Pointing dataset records
########################################

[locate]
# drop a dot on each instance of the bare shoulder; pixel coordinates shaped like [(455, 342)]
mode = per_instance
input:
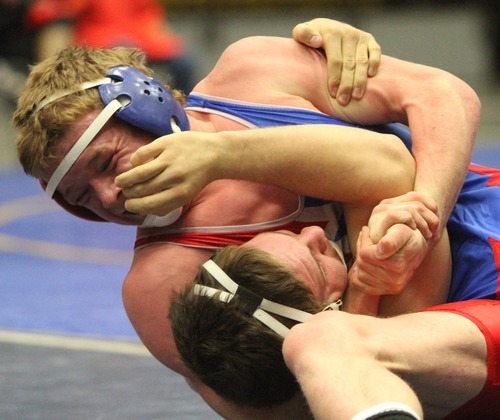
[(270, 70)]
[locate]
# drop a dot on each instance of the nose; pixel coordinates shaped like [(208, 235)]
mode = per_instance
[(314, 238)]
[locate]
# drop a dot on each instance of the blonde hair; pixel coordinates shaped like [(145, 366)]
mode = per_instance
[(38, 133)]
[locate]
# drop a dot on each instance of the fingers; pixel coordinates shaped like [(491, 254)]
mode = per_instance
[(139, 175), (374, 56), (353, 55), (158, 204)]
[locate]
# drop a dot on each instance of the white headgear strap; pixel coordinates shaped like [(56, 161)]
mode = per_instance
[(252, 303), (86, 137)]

########################################

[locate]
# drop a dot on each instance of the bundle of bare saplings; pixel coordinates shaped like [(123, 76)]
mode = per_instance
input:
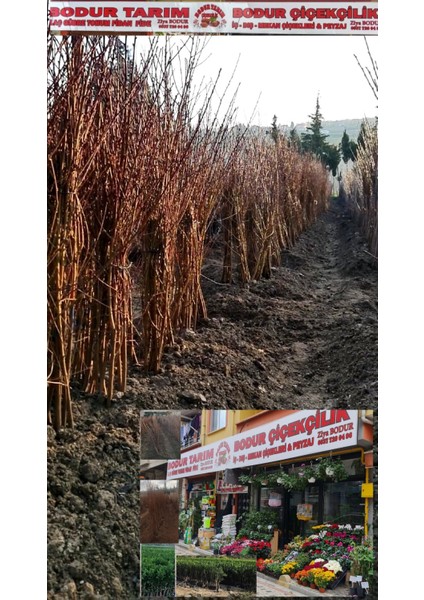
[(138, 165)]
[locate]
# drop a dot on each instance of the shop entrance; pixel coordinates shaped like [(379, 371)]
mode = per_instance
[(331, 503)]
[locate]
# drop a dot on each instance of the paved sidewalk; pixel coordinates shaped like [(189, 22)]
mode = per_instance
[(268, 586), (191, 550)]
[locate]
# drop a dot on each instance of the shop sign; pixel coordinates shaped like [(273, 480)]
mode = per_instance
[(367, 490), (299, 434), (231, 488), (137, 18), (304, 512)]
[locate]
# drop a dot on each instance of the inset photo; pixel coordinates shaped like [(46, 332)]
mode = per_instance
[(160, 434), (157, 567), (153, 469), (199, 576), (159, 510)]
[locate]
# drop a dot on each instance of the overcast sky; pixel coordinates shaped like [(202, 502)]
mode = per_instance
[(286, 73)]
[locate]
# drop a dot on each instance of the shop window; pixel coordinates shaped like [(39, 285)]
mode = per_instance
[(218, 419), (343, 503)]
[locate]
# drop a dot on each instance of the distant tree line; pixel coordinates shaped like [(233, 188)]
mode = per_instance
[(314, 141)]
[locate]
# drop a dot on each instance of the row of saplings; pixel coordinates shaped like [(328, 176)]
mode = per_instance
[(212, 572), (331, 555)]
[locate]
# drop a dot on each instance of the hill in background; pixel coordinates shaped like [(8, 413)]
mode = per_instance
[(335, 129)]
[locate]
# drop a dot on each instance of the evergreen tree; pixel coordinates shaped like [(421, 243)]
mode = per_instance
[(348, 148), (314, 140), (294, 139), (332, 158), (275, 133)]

########################################

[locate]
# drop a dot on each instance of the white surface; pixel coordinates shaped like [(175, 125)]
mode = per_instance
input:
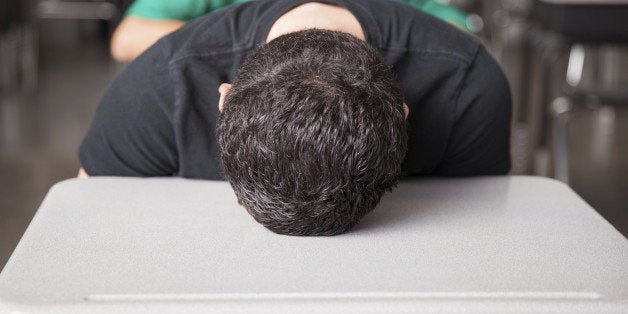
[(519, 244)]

########################################

**EXERCISE**. Show each line of the entries above that contains the string "shop". Matching is case-sensitive.

**EXPECTED ANSWER**.
# drop a dot on each instance of the shop entrance; pixel coordinates shaped like [(379, 371)]
# drop a dot on each instance of the shop sign; pixel coordinates shaped like [(273, 480)]
# drop a dot on each instance of the shop window; pixel coordinates shaped like [(39, 285)]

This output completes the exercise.